● **WHAT YOU NEED TO DO**: Your answer should consist of the line holding "Where is the white helmet" and all lines after it to the end of the material, copied exactly.
[DATA Boundary: Start]
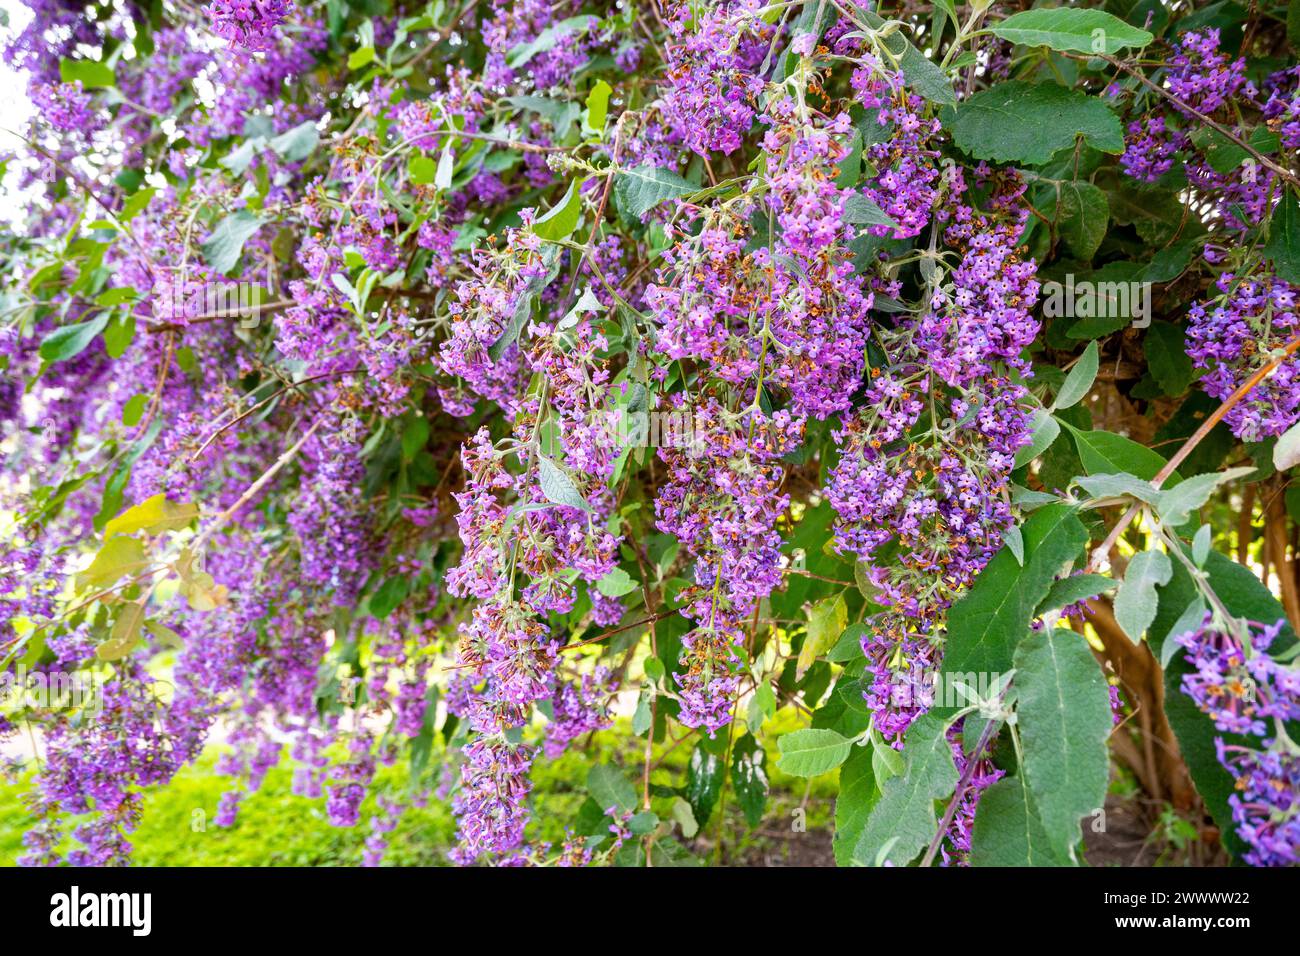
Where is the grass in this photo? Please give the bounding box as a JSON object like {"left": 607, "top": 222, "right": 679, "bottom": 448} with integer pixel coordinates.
{"left": 0, "top": 711, "right": 839, "bottom": 866}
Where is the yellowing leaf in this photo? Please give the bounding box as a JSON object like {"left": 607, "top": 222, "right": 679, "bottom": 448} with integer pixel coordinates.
{"left": 103, "top": 493, "right": 199, "bottom": 538}
{"left": 144, "top": 619, "right": 184, "bottom": 648}
{"left": 96, "top": 601, "right": 146, "bottom": 660}
{"left": 797, "top": 593, "right": 847, "bottom": 680}
{"left": 76, "top": 535, "right": 149, "bottom": 593}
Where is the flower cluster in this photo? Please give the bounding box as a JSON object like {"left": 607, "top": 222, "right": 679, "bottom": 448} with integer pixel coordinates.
{"left": 206, "top": 0, "right": 294, "bottom": 51}
{"left": 1119, "top": 30, "right": 1291, "bottom": 231}
{"left": 828, "top": 171, "right": 1038, "bottom": 741}
{"left": 1185, "top": 270, "right": 1300, "bottom": 442}
{"left": 654, "top": 400, "right": 803, "bottom": 733}
{"left": 852, "top": 61, "right": 944, "bottom": 239}
{"left": 1176, "top": 617, "right": 1300, "bottom": 865}
{"left": 660, "top": 1, "right": 773, "bottom": 156}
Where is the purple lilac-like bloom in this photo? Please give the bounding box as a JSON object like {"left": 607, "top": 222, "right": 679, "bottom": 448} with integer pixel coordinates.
{"left": 653, "top": 399, "right": 803, "bottom": 734}
{"left": 361, "top": 796, "right": 404, "bottom": 867}
{"left": 852, "top": 61, "right": 943, "bottom": 239}
{"left": 1165, "top": 30, "right": 1249, "bottom": 115}
{"left": 215, "top": 791, "right": 243, "bottom": 827}
{"left": 1263, "top": 67, "right": 1300, "bottom": 152}
{"left": 207, "top": 0, "right": 294, "bottom": 51}
{"left": 1176, "top": 616, "right": 1298, "bottom": 733}
{"left": 941, "top": 721, "right": 1004, "bottom": 866}
{"left": 1121, "top": 115, "right": 1186, "bottom": 183}
{"left": 1175, "top": 617, "right": 1300, "bottom": 865}
{"left": 659, "top": 1, "right": 773, "bottom": 156}
{"left": 647, "top": 101, "right": 873, "bottom": 422}
{"left": 1118, "top": 30, "right": 1283, "bottom": 230}
{"left": 828, "top": 170, "right": 1038, "bottom": 741}
{"left": 30, "top": 80, "right": 96, "bottom": 133}
{"left": 436, "top": 225, "right": 544, "bottom": 417}
{"left": 1185, "top": 271, "right": 1300, "bottom": 442}
{"left": 544, "top": 668, "right": 614, "bottom": 759}
{"left": 446, "top": 598, "right": 557, "bottom": 862}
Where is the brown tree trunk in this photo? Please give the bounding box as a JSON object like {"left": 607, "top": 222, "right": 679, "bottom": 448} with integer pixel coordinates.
{"left": 1265, "top": 483, "right": 1300, "bottom": 632}
{"left": 1082, "top": 599, "right": 1197, "bottom": 810}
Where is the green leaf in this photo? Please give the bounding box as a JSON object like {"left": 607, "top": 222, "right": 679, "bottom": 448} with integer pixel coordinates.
{"left": 1065, "top": 423, "right": 1171, "bottom": 481}
{"left": 852, "top": 714, "right": 957, "bottom": 866}
{"left": 1160, "top": 596, "right": 1206, "bottom": 669}
{"left": 843, "top": 193, "right": 900, "bottom": 230}
{"left": 531, "top": 178, "right": 584, "bottom": 241}
{"left": 537, "top": 456, "right": 593, "bottom": 512}
{"left": 990, "top": 9, "right": 1153, "bottom": 54}
{"left": 730, "top": 734, "right": 769, "bottom": 828}
{"left": 1014, "top": 629, "right": 1111, "bottom": 860}
{"left": 119, "top": 187, "right": 157, "bottom": 222}
{"left": 59, "top": 58, "right": 114, "bottom": 88}
{"left": 97, "top": 601, "right": 147, "bottom": 661}
{"left": 797, "top": 593, "right": 846, "bottom": 679}
{"left": 76, "top": 534, "right": 149, "bottom": 592}
{"left": 103, "top": 493, "right": 199, "bottom": 537}
{"left": 1265, "top": 189, "right": 1300, "bottom": 285}
{"left": 584, "top": 79, "right": 612, "bottom": 135}
{"left": 670, "top": 797, "right": 698, "bottom": 838}
{"left": 632, "top": 688, "right": 653, "bottom": 736}
{"left": 401, "top": 415, "right": 429, "bottom": 462}
{"left": 506, "top": 15, "right": 596, "bottom": 68}
{"left": 121, "top": 394, "right": 147, "bottom": 427}
{"left": 687, "top": 744, "right": 725, "bottom": 824}
{"left": 369, "top": 576, "right": 409, "bottom": 619}
{"left": 1277, "top": 418, "right": 1300, "bottom": 473}
{"left": 435, "top": 144, "right": 455, "bottom": 190}
{"left": 102, "top": 312, "right": 135, "bottom": 359}
{"left": 1192, "top": 524, "right": 1213, "bottom": 567}
{"left": 1145, "top": 321, "right": 1195, "bottom": 396}
{"left": 1013, "top": 408, "right": 1061, "bottom": 468}
{"left": 587, "top": 764, "right": 638, "bottom": 813}
{"left": 1056, "top": 182, "right": 1109, "bottom": 261}
{"left": 939, "top": 504, "right": 1089, "bottom": 689}
{"left": 614, "top": 165, "right": 696, "bottom": 220}
{"left": 828, "top": 622, "right": 867, "bottom": 663}
{"left": 201, "top": 211, "right": 263, "bottom": 275}
{"left": 408, "top": 155, "right": 437, "bottom": 186}
{"left": 39, "top": 313, "right": 110, "bottom": 364}
{"left": 1037, "top": 573, "right": 1116, "bottom": 614}
{"left": 970, "top": 777, "right": 1065, "bottom": 865}
{"left": 1074, "top": 471, "right": 1161, "bottom": 505}
{"left": 1053, "top": 340, "right": 1099, "bottom": 410}
{"left": 347, "top": 45, "right": 375, "bottom": 70}
{"left": 946, "top": 81, "right": 1123, "bottom": 166}
{"left": 1002, "top": 525, "right": 1025, "bottom": 565}
{"left": 899, "top": 44, "right": 956, "bottom": 107}
{"left": 833, "top": 745, "right": 878, "bottom": 865}
{"left": 269, "top": 121, "right": 320, "bottom": 163}
{"left": 1113, "top": 548, "right": 1172, "bottom": 642}
{"left": 1156, "top": 467, "right": 1254, "bottom": 527}
{"left": 596, "top": 566, "right": 639, "bottom": 598}
{"left": 776, "top": 728, "right": 854, "bottom": 777}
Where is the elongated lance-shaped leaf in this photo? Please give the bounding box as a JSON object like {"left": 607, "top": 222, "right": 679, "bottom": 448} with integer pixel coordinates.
{"left": 1013, "top": 629, "right": 1111, "bottom": 861}
{"left": 970, "top": 777, "right": 1066, "bottom": 866}
{"left": 937, "top": 504, "right": 1089, "bottom": 705}
{"left": 852, "top": 714, "right": 957, "bottom": 866}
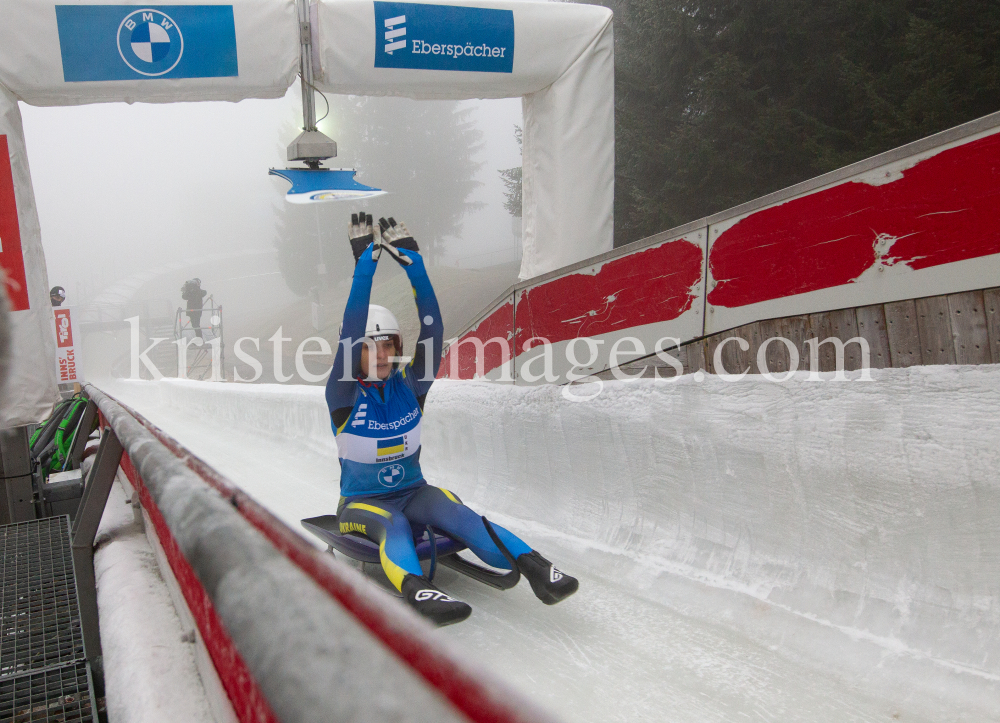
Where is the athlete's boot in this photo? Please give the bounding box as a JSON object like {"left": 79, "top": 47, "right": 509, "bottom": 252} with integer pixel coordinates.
{"left": 401, "top": 574, "right": 472, "bottom": 626}
{"left": 516, "top": 551, "right": 579, "bottom": 605}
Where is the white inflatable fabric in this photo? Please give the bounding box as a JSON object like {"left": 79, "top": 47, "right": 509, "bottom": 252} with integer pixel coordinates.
{"left": 312, "top": 0, "right": 615, "bottom": 280}
{"left": 0, "top": 0, "right": 613, "bottom": 281}
{"left": 0, "top": 0, "right": 299, "bottom": 106}
{"left": 0, "top": 86, "right": 58, "bottom": 427}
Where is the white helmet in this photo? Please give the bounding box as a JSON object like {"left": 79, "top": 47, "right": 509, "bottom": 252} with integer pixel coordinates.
{"left": 366, "top": 305, "right": 400, "bottom": 341}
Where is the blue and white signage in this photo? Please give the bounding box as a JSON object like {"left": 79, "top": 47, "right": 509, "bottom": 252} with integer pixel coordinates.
{"left": 268, "top": 168, "right": 385, "bottom": 204}
{"left": 373, "top": 1, "right": 514, "bottom": 74}
{"left": 55, "top": 5, "right": 238, "bottom": 82}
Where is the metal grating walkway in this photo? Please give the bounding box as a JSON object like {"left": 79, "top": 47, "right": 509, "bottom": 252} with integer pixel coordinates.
{"left": 0, "top": 518, "right": 95, "bottom": 722}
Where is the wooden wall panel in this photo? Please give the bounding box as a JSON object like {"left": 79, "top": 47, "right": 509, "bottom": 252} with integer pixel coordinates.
{"left": 948, "top": 290, "right": 991, "bottom": 365}
{"left": 884, "top": 300, "right": 922, "bottom": 368}
{"left": 780, "top": 316, "right": 813, "bottom": 371}
{"left": 984, "top": 288, "right": 1000, "bottom": 363}
{"left": 915, "top": 296, "right": 956, "bottom": 365}
{"left": 715, "top": 330, "right": 751, "bottom": 376}
{"left": 592, "top": 286, "right": 1000, "bottom": 381}
{"left": 855, "top": 305, "right": 892, "bottom": 369}
{"left": 701, "top": 333, "right": 722, "bottom": 375}
{"left": 756, "top": 319, "right": 789, "bottom": 375}
{"left": 808, "top": 309, "right": 861, "bottom": 371}
{"left": 686, "top": 339, "right": 709, "bottom": 374}
{"left": 744, "top": 322, "right": 767, "bottom": 375}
[DATA Boundary: End]
● **FINAL ANSWER**:
Where is the white helmet in this photo? Please give the bounding box as a JSON object like {"left": 79, "top": 47, "right": 509, "bottom": 252} with integer pixel coordinates.
{"left": 366, "top": 305, "right": 400, "bottom": 341}
Where is the blue and white signage in this photo? Please give the bounding box as a JSON object like {"left": 79, "top": 47, "right": 509, "bottom": 252} with integer pixel coordinates.
{"left": 268, "top": 168, "right": 385, "bottom": 204}
{"left": 373, "top": 1, "right": 514, "bottom": 74}
{"left": 55, "top": 5, "right": 238, "bottom": 82}
Where is the metal grating walkway in this photo? Please give the bounding box as a JSON object like {"left": 79, "top": 47, "right": 509, "bottom": 252} with integer pixel coordinates.
{"left": 0, "top": 518, "right": 95, "bottom": 722}
Where is the wooden wall panel in this photo? Please give the bounding box as a JSON object like {"left": 79, "top": 47, "right": 509, "bottom": 252} with integer pixel coordinates.
{"left": 948, "top": 290, "right": 991, "bottom": 365}
{"left": 884, "top": 300, "right": 922, "bottom": 368}
{"left": 780, "top": 316, "right": 813, "bottom": 371}
{"left": 984, "top": 288, "right": 1000, "bottom": 363}
{"left": 915, "top": 296, "right": 956, "bottom": 365}
{"left": 715, "top": 330, "right": 751, "bottom": 376}
{"left": 592, "top": 286, "right": 1000, "bottom": 381}
{"left": 855, "top": 305, "right": 892, "bottom": 369}
{"left": 701, "top": 333, "right": 722, "bottom": 375}
{"left": 756, "top": 319, "right": 789, "bottom": 375}
{"left": 808, "top": 309, "right": 861, "bottom": 371}
{"left": 686, "top": 339, "right": 709, "bottom": 374}
{"left": 744, "top": 322, "right": 767, "bottom": 375}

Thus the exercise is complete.